# [Source passage]
— START —

The setup of this exercise consists of one server and two clients. The clients stream their statistics to
the server as events with MLflowWriter
,
and only the server writes data to the MLflow tracking server with
MLflowReceiver
. This allows the server to
be the only party that needs to deal with authentication and communication with the MLflow tracking server, and
streamlines and reduces the communication by buffering the data to send.
Note
Like FL Experiment Tracking with TensorBoard Streaming, this exercise differs from Hello PyTorch by using the Learner
API along with the LearnerExecutor
.
In short, the execution flow is abstracted away into the LearnerExecutor
, allowing you to only need to implement the required methods in the Learner
class.
This will not be the focus of this guide, however you can learn more at Learner
and LearnerExecutor
.
Let’s get started. Make sure you have an environment with NVIDIA FLARE installed as described in Getting Started. First clone the repo:
$ git clone https://github.com/NVIDIA/NVFlare.git
Now remember to activate your NVIDIA FLARE Python virtual environment from the installation guide.
Install the required dependencies (NVFlare/examples/advanced/experiment-tracking/mlflow).
(nvflare-env) $ python3 -m pip install -r requirements.txt
When running, make sure to set PYTHONPATH to include the custom files of the example (replacing the path below with the appropriate path to the directory containing the “pt” directory with custom files):
(nvflare-env) $ export PYTHONPATH=${YOUR PATH TO NVFLARE}/examples/advanced/experiment-tracking
Adding MLflow Logging to Configurations¶
Inside the config folder there are two files, config_fed_client.json
and config_fed_server.json
.
Take a look at the components section of the client config at line 24.
The first component is the pt_learner
which contains the initialization, training, and validation logic.
learner_with_mlflow.py
(under NVFlare/examples/advanced/experiment-tracking/pt) contains the code written for the MLflowWriter syntax.
The MLflowWriter
mimics the syntax of mlflow, to make it easier to use existing code
that is using MLflow for metrics tracking. Instead of writing to the MLflow tracking server, however, the MLflowWriter creates and sends an event
within NVFlare with the information to track.
Finally, ConvertToFedEvent
converts local events to federated events.
This changes the event analytix_log_stats
into a fed event fed.analytix_log_stats
, which will then be streamed from the clients to the server.
Under the component section in the server config, we have the
MLflowReceiver
. This component receives
events from the clients and internally buffers them before writing to the MLflow tracking server. The default
“buffer_flush_time” is one second, but this can be configured as an arg in the component config for MLflowReceiver.
Notice how the accepted event type "fed.analytix_log_stats"
matches the output of
ConvertToFedEvent
in the client config.

— END —

# [Information supplied]

— START —

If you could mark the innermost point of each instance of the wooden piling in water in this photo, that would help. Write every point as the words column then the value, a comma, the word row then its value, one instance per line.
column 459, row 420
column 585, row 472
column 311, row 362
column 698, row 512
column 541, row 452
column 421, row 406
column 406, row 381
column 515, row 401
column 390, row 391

— END —
— START —

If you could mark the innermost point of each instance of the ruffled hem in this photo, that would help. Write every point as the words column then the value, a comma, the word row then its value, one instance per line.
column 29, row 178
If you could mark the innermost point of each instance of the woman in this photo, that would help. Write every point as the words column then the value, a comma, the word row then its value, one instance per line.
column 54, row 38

— END —
— START —

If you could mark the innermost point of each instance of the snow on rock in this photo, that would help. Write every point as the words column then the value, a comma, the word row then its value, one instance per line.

— END —

# [Task brief]
Do these statements agree with the MLflow tracking guide above? Answer yes or no for each and quote the words of the guide that decide it. (a) Each client writes its data directly to the MLflow tracking server. (b) MLflowReceiver buffers data for one second by default before writing it. (c) The MLflowWriter sends its information straight to the MLflow tracking server.

# [Written response]
(a) No: "only the server writes data to the MLflow tracking server"
(b) Yes: "The default “buffer_flush_time” is one second"
(c) No: "Instead of writing to the MLflow tracking server, however, the MLflowWriter creates and sends an event"